INSTRUCTIONS TO FOLLOW →
Render every line of the data entries below as a JSON list of strings, one string per line, with blank lines omitted.

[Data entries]

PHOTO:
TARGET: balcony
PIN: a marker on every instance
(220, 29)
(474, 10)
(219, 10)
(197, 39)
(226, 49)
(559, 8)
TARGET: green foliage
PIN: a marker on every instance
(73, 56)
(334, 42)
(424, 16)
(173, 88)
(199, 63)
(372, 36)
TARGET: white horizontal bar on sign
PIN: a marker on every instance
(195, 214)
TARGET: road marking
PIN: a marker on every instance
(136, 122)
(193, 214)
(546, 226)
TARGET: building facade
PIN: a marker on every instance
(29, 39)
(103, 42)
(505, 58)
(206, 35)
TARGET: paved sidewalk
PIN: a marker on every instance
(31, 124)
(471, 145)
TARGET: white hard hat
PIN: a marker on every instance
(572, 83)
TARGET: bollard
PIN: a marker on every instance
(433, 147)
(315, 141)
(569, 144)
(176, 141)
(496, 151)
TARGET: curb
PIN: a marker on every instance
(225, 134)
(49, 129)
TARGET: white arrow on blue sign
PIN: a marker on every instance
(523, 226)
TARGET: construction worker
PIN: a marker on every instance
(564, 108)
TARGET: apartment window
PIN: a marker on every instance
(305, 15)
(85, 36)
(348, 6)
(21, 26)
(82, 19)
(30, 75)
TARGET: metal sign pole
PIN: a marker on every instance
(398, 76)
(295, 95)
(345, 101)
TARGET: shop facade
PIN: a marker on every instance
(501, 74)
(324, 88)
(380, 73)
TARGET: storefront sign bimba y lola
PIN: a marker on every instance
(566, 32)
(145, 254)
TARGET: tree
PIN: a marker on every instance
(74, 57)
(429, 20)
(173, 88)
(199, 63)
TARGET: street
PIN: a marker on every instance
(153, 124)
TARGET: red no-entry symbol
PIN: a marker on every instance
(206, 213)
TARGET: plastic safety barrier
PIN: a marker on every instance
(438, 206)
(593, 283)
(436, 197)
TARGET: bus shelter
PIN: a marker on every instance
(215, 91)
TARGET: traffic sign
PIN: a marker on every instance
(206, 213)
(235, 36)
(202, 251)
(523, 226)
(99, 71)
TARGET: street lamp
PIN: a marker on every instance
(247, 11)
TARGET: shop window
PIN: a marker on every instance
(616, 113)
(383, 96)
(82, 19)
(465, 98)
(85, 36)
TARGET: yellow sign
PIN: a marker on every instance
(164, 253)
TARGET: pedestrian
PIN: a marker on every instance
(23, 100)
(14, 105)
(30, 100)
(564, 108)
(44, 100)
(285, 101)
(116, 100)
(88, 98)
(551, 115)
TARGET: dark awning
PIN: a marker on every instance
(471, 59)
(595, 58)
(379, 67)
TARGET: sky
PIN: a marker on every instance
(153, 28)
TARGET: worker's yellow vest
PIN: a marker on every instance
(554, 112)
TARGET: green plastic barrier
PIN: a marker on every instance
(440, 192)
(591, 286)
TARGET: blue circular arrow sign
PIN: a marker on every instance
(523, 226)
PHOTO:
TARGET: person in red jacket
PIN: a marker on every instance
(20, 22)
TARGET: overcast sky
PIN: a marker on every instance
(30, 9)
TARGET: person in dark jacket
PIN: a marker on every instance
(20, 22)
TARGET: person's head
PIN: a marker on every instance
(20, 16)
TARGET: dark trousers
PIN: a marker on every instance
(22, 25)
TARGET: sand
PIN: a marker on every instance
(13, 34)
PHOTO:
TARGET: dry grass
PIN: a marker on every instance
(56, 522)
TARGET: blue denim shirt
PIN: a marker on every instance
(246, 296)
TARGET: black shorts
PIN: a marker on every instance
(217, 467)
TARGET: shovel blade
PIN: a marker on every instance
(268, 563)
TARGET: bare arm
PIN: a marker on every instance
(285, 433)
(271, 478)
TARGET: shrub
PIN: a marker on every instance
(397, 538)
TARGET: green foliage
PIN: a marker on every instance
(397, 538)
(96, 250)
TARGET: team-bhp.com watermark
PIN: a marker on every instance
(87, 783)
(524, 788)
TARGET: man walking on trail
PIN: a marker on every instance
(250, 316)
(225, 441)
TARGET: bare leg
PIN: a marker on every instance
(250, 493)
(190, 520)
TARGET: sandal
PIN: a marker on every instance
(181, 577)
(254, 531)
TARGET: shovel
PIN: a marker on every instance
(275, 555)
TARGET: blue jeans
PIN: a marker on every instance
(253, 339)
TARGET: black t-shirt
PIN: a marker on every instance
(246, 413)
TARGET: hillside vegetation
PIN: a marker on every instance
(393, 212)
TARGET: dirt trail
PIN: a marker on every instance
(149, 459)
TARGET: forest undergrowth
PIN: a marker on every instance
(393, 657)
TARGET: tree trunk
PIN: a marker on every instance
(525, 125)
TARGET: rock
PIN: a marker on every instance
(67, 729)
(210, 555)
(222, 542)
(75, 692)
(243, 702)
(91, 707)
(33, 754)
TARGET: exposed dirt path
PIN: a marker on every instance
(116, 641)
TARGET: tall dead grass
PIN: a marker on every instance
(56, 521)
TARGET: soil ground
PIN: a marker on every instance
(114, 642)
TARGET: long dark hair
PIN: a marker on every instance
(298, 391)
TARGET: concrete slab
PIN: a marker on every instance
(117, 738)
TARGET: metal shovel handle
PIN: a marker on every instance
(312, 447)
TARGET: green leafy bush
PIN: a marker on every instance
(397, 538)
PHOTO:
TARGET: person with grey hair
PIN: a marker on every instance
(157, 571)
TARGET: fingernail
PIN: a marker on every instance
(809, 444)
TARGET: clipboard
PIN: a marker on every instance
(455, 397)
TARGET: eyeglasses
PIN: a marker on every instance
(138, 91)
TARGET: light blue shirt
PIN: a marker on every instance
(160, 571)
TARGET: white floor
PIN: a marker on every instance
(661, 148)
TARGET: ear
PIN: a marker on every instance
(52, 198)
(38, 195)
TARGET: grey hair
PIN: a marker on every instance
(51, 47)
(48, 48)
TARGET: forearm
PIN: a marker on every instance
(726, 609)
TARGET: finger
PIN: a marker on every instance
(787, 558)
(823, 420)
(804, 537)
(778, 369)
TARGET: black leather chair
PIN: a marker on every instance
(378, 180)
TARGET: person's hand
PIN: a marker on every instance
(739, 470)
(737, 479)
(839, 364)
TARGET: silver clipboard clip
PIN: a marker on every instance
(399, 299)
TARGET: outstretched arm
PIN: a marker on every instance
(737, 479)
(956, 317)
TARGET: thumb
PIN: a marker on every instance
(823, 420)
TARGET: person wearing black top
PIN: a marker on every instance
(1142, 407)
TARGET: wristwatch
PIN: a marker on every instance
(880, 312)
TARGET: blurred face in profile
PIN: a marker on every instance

TASK SOLUTION →
[
  "PHOTO:",
  "TARGET: balcony",
  "PIN: a marker on every instance",
  "(220, 29)",
  "(474, 10)",
  "(219, 10)",
  "(197, 39)",
  "(226, 49)",
  "(559, 8)",
  "TARGET: green foliage",
  "PIN: a marker on every instance",
  "(73, 56)",
  "(334, 42)",
  "(424, 16)",
  "(173, 88)",
  "(199, 63)",
  "(372, 36)",
  "TARGET: white horizontal bar on sign",
  "PIN: a marker on every instance",
  "(195, 214)",
  "TARGET: road marking",
  "PIN: a marker on every instance",
  "(136, 122)",
  "(193, 214)",
  "(546, 226)",
  "TARGET: building facade",
  "PIN: a marker on every instance",
  "(29, 39)",
  "(103, 42)",
  "(505, 58)",
  "(206, 35)",
  "TARGET: paved sidewalk",
  "PIN: a marker on every instance",
  "(31, 124)",
  "(471, 145)",
  "TARGET: white hard hat",
  "PIN: a marker on every instance",
  "(572, 83)",
  "TARGET: bollard",
  "PIN: a marker on every instance",
  "(433, 147)",
  "(315, 141)",
  "(569, 144)",
  "(176, 141)",
  "(496, 151)",
  "TARGET: curb",
  "PIN: a marker on every instance",
  "(225, 134)",
  "(49, 129)",
  "TARGET: white arrow on blue sign",
  "PIN: a marker on every instance",
  "(523, 226)",
  "TARGET: construction worker",
  "PIN: a marker on every instance",
  "(564, 108)",
  "TARGET: apartment window",
  "PIN: a marker on every instance",
  "(305, 15)",
  "(85, 36)",
  "(348, 6)",
  "(21, 26)",
  "(82, 19)",
  "(30, 75)",
  "TARGET: metal sign pole",
  "PIN: a marker on every instance",
  "(398, 76)",
  "(295, 95)",
  "(345, 101)",
  "TARGET: shop facade",
  "PIN: a marker on every instance",
  "(501, 74)",
  "(324, 88)",
  "(380, 73)",
  "TARGET: storefront sign bimba y lola",
  "PIN: a marker on every instance",
  "(566, 32)",
  "(145, 254)",
  "TARGET: tree",
  "PIN: a marker on every instance",
  "(74, 57)",
  "(429, 20)",
  "(173, 88)",
  "(199, 63)",
  "TARGET: street",
  "PIN: a marker on every instance",
  "(153, 124)",
  "TARGET: red no-entry symbol",
  "PIN: a marker on every instance",
  "(206, 213)",
  "TARGET: plastic safety barrier",
  "PIN: a marker on every instance",
  "(438, 206)",
  "(593, 283)",
  "(436, 197)",
  "TARGET: bus shelter",
  "PIN: a marker on every instance",
  "(215, 91)",
  "TARGET: traffic sign",
  "PIN: a marker on every instance",
  "(206, 213)",
  "(235, 36)",
  "(202, 251)",
  "(523, 226)",
  "(99, 71)",
  "TARGET: street lamp",
  "PIN: a marker on every instance",
  "(247, 11)",
  "TARGET: shop window",
  "PIN: a marker on every instance",
  "(616, 113)",
  "(383, 96)",
  "(82, 19)",
  "(465, 98)",
  "(85, 36)",
  "TARGET: yellow sign",
  "PIN: a marker on every instance",
  "(164, 253)",
  "TARGET: pedestrian",
  "PIN: a marker on every instance",
  "(23, 100)",
  "(14, 105)",
  "(30, 100)",
  "(564, 108)",
  "(44, 100)",
  "(285, 101)",
  "(116, 100)",
  "(88, 98)",
  "(551, 115)",
  "TARGET: dark awning",
  "PIN: a marker on every instance",
  "(471, 59)",
  "(595, 58)",
  "(379, 67)",
  "TARGET: sky",
  "PIN: a marker on every instance",
  "(153, 28)",
  "TARGET: worker's yellow vest",
  "PIN: a marker on every instance",
  "(554, 112)",
  "TARGET: green plastic barrier",
  "PIN: a marker on every instance",
  "(440, 192)",
  "(591, 286)",
  "TARGET: blue circular arrow sign",
  "PIN: a marker on every instance",
  "(523, 226)",
  "PHOTO:",
  "TARGET: person in red jacket",
  "PIN: a marker on every instance",
  "(20, 22)",
  "TARGET: overcast sky",
  "PIN: a marker on every instance",
  "(30, 9)",
  "TARGET: person in dark jacket",
  "PIN: a marker on every instance",
  "(20, 22)",
  "TARGET: person's head",
  "PIN: a marker on every instance",
  "(20, 16)",
  "TARGET: dark trousers",
  "PIN: a marker on every instance",
  "(22, 25)",
  "TARGET: sand",
  "PIN: a marker on every instance",
  "(13, 34)",
  "PHOTO:",
  "TARGET: dry grass",
  "PIN: a marker on every instance",
  "(56, 522)",
  "TARGET: blue denim shirt",
  "PIN: a marker on every instance",
  "(246, 296)",
  "TARGET: black shorts",
  "PIN: a marker on every instance",
  "(217, 467)",
  "TARGET: shovel blade",
  "PIN: a marker on every instance",
  "(268, 563)",
  "TARGET: bare arm",
  "PIN: a marker on every instance",
  "(285, 433)",
  "(271, 478)",
  "TARGET: shrub",
  "PIN: a marker on every instance",
  "(397, 538)",
  "TARGET: green foliage",
  "PIN: a marker on every instance",
  "(397, 538)",
  "(96, 250)",
  "TARGET: team-bhp.com watermark",
  "PIN: a marker on every instance",
  "(87, 783)",
  "(524, 788)",
  "TARGET: man walking on trail",
  "PIN: a marker on every instance",
  "(250, 316)",
  "(225, 441)",
  "TARGET: bare leg",
  "PIN: a marker on every instance",
  "(250, 493)",
  "(190, 520)",
  "TARGET: sandal",
  "PIN: a marker on every instance",
  "(181, 577)",
  "(254, 531)",
  "TARGET: shovel",
  "PIN: a marker on every instance",
  "(275, 555)",
  "TARGET: blue jeans",
  "PIN: a marker on every instance",
  "(253, 339)",
  "TARGET: black t-shirt",
  "PIN: a marker on every instance",
  "(246, 413)",
  "TARGET: hillside vegetation",
  "PIN: a marker on every instance",
  "(393, 212)",
  "TARGET: dirt trail",
  "PIN: a marker on every instance",
  "(149, 459)",
  "TARGET: forest undergrowth",
  "PIN: a marker on every instance",
  "(393, 657)",
  "TARGET: tree trunk",
  "PIN: a marker on every instance",
  "(525, 125)",
  "TARGET: rock",
  "PIN: a marker on every instance",
  "(67, 729)",
  "(210, 555)",
  "(222, 542)",
  "(75, 692)",
  "(243, 702)",
  "(91, 707)",
  "(33, 754)",
  "TARGET: exposed dirt path",
  "PIN: a marker on every instance",
  "(116, 641)",
  "TARGET: tall dead grass",
  "PIN: a marker on every instance",
  "(56, 521)",
  "TARGET: soil ground",
  "PIN: a marker on every instance",
  "(114, 642)",
  "TARGET: long dark hair",
  "PIN: a marker on every instance",
  "(298, 391)",
  "TARGET: concrete slab",
  "PIN: a marker on every instance",
  "(117, 738)",
  "TARGET: metal shovel handle",
  "PIN: a marker on every instance",
  "(312, 447)",
  "TARGET: green leafy bush",
  "PIN: a marker on every instance",
  "(397, 538)",
  "PHOTO:",
  "TARGET: person with grey hair",
  "PIN: a marker on every instance",
  "(157, 571)",
  "TARGET: fingernail",
  "PIN: a marker on every instance",
  "(809, 444)",
  "TARGET: clipboard",
  "PIN: a marker on every instance",
  "(455, 397)",
  "TARGET: eyeglasses",
  "PIN: a marker on every instance",
  "(138, 91)",
  "TARGET: light blue shirt",
  "PIN: a marker on every instance",
  "(160, 571)",
  "TARGET: white floor",
  "PIN: a marker on every instance",
  "(661, 148)",
  "TARGET: ear",
  "PIN: a marker on every instance",
  "(52, 198)",
  "(38, 195)",
  "TARGET: grey hair",
  "PIN: a marker on every instance",
  "(51, 47)",
  "(48, 48)",
  "TARGET: forearm",
  "PIN: a marker on every instance",
  "(726, 609)",
  "TARGET: finger",
  "PIN: a marker on every instance",
  "(787, 558)",
  "(823, 420)",
  "(804, 537)",
  "(778, 369)",
  "TARGET: black leather chair",
  "PIN: a marker on every instance",
  "(378, 180)",
  "TARGET: person's hand",
  "PIN: a marker on every instance",
  "(739, 470)",
  "(737, 479)",
  "(839, 364)",
  "TARGET: silver clipboard clip",
  "PIN: a marker on every instance",
  "(399, 299)",
  "TARGET: outstretched arm",
  "PIN: a marker on every instance",
  "(737, 479)",
  "(956, 317)",
  "TARGET: thumb",
  "PIN: a marker on every instance",
  "(823, 420)",
  "TARGET: person wearing black top",
  "PIN: a marker on every instance",
  "(1142, 407)",
  "TARGET: wristwatch",
  "PIN: a marker on every instance",
  "(880, 312)",
  "TARGET: blurred face in profile",
  "PIN: a marker on every instance"
]